Задание 1:
Переведите на английский язык предложение «Дальнейшая тактика – пункция под контролем УЗИ.» из текста о диагностике рака простаты.
Задание 2:
Продолжите текст о диагностике рака простаты после его последнего предложения.

Большое значение для уточнения диагноза при подозрении на рак простаты имеют УЗИ и МРТ (даже без ректальной катушки). КТ – не очень подходящее исследование для этой цели: образование размером 3-4 мм не всегда можно увидеть, даже если вводить контрастное вещество. А вот МРТ позволяет в сомнительных случаях по характеру накопления (чаще в периферической части простаты) и выведения контрастного препарата увидеть и дифференцировать опухоль предстательной железы очень малых размеров (3 мм). Дальнейшая тактика – пункция под контролем УЗИ. Если этот метод неинформативен, то хирург оперирует в той области, которую указывает рентгенолог после проведения МРТ.

[Записи из источника данных]
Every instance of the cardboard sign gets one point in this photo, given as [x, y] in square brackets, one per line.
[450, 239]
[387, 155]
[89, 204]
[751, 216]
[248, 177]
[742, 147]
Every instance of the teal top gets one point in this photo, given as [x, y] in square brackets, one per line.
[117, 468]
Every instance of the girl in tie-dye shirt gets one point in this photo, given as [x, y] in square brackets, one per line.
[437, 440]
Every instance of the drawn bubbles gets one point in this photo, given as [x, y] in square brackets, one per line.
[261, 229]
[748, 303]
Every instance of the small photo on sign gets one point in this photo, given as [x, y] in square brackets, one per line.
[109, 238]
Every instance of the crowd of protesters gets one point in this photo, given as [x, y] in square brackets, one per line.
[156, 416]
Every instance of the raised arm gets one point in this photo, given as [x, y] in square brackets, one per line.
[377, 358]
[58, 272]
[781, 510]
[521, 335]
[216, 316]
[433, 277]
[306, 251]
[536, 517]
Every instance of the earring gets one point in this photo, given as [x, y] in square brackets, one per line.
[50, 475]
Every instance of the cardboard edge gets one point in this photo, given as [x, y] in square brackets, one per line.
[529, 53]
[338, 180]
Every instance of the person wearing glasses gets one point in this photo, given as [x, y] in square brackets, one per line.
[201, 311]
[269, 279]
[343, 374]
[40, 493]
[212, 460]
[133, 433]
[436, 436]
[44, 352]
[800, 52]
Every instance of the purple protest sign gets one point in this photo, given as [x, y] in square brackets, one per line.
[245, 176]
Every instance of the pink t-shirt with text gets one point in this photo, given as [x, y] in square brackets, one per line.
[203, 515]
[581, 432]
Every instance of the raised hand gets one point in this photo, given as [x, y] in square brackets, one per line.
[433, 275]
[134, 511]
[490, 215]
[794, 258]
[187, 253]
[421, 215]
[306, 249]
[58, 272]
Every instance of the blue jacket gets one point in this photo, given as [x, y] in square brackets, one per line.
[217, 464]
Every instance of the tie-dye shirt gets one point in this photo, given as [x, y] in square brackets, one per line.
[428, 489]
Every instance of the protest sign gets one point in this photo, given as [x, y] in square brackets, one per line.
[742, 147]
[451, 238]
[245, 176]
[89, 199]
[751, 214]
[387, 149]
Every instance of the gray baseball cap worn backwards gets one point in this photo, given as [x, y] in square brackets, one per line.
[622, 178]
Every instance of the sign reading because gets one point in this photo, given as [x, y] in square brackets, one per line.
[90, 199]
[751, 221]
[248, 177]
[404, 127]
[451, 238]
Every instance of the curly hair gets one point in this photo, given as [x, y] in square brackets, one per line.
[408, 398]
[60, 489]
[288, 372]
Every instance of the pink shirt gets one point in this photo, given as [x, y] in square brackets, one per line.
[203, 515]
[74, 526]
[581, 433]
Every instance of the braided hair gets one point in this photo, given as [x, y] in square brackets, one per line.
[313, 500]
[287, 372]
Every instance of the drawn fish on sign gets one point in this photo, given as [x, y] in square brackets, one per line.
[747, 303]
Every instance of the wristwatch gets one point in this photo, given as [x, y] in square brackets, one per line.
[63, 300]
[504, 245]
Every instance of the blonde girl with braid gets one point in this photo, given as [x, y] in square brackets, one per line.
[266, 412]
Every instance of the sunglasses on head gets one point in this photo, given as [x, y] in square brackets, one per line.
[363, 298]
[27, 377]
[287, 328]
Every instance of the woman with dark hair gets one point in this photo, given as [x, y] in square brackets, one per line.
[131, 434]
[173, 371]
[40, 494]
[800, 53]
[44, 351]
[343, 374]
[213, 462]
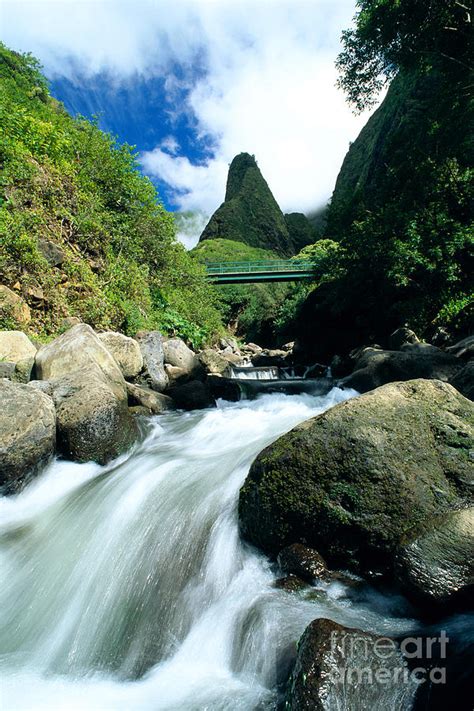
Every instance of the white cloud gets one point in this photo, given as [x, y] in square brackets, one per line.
[267, 84]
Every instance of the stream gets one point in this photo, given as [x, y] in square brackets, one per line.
[128, 587]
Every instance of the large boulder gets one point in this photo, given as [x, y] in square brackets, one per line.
[12, 307]
[125, 351]
[343, 668]
[90, 395]
[439, 564]
[365, 478]
[177, 354]
[375, 367]
[151, 347]
[194, 395]
[92, 417]
[464, 380]
[212, 362]
[27, 432]
[18, 351]
[16, 346]
[463, 349]
[153, 402]
[75, 349]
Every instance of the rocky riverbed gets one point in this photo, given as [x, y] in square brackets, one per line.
[378, 487]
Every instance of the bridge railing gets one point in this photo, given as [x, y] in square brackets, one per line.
[269, 265]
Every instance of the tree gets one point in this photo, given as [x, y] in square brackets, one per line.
[394, 34]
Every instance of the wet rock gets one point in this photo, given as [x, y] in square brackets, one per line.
[401, 337]
[7, 370]
[439, 564]
[53, 254]
[291, 583]
[151, 347]
[125, 351]
[463, 349]
[13, 307]
[75, 349]
[154, 402]
[43, 385]
[223, 388]
[302, 561]
[194, 395]
[375, 367]
[464, 380]
[177, 353]
[364, 478]
[212, 362]
[27, 433]
[92, 416]
[69, 322]
[15, 346]
[270, 357]
[343, 668]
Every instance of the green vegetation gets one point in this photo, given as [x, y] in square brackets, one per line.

Ответ 1:
The next step is an ultrasound-guided needle biopsy.

Ответ 2:
Ранняя диагностика рака легкого – более сложная задача. С чем это связано? Сейчас существуют программы малодозовой ранней диагностики одиночных солидных образований в легких. Это исследование можно делать каждый год, даже у человека, у которого потом рака легкого не окажется. Допустим, аппарат выявляет какое-то объемное образование, и врач говорит пациенту, что у него есть подозрение на наличие злокачественной опухоли. Пациент начинает нервничать. Но, по статистике, в дальнейшем у одного пациента из десяти может подтвердиться рак легкого, а 90% этих людей переживают зря. После таких исследований за рубежом были большие скандалы. Некоторые из этих людей бросали работу, меняли привычный для них образ жизни, а когда через 2-3 года диагноз не подтверждался, они, негодуя, подавали на врача в суд. Таким образом, на практике ранняя диагностика рака легкого методом рентгеновской КТ довольно сложна в плане ответственности врача и организации этих исследований.
– Всегда ли при КТ и МРТ необходимо проводить исследование с контрастированием?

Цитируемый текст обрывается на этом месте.